-- begin Task inputs --
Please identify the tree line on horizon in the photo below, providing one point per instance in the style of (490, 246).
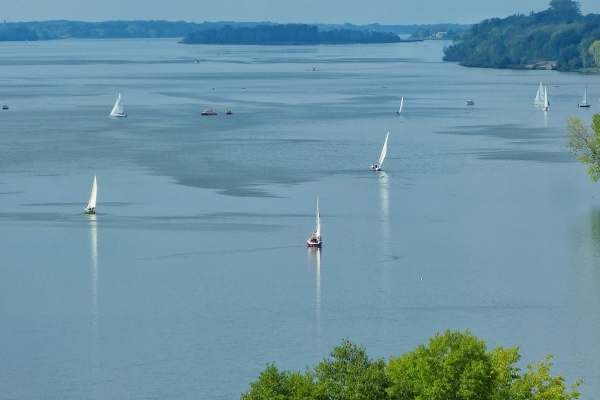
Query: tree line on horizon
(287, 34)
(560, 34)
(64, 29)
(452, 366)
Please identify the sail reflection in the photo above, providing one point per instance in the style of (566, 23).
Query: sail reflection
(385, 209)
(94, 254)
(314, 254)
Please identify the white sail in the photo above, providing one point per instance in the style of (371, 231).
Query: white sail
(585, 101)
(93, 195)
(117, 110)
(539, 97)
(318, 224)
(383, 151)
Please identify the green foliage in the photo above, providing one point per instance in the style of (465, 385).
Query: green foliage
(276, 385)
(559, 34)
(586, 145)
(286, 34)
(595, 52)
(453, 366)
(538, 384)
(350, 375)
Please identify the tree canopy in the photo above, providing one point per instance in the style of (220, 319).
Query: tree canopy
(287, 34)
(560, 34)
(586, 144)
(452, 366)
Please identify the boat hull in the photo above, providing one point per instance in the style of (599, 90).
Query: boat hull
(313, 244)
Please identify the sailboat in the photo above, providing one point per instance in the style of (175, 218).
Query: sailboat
-- end Task inputs --
#### [The problem]
Omit each picture, then return all of the listing exactly as it stands.

#### [Expected answer]
Please identify the tree line on horizon in the photo below, providing one point per instance in the style of (490, 246).
Query: tree line on horizon
(287, 34)
(560, 34)
(64, 29)
(452, 366)
Please identify the sail reflection in the photo above, providing one point per instance in the style of (566, 23).
Query: sail reflection
(385, 209)
(94, 254)
(314, 254)
Please identify the white sail in the photo above, providing one point per instance in the style of (371, 231).
Query: white sail
(585, 101)
(93, 195)
(117, 110)
(539, 97)
(318, 224)
(383, 151)
Please identify the green foliage in the photo above, providing one point per instance in the style of (465, 385).
Query: green foliage
(276, 385)
(559, 34)
(586, 145)
(286, 34)
(595, 52)
(453, 366)
(538, 384)
(350, 375)
Please identify the tree canopy in the photo above, providing one point per instance in the style of (220, 319).
Query: tree canopy
(287, 34)
(560, 34)
(586, 144)
(452, 366)
Please identify the boat hull in the photo above, providing one point per instance in the style of (599, 90).
Query: boat hull
(313, 244)
Please identify the sailboat in the photo above, providing one point per instance in the style of (175, 218).
Query: sailboat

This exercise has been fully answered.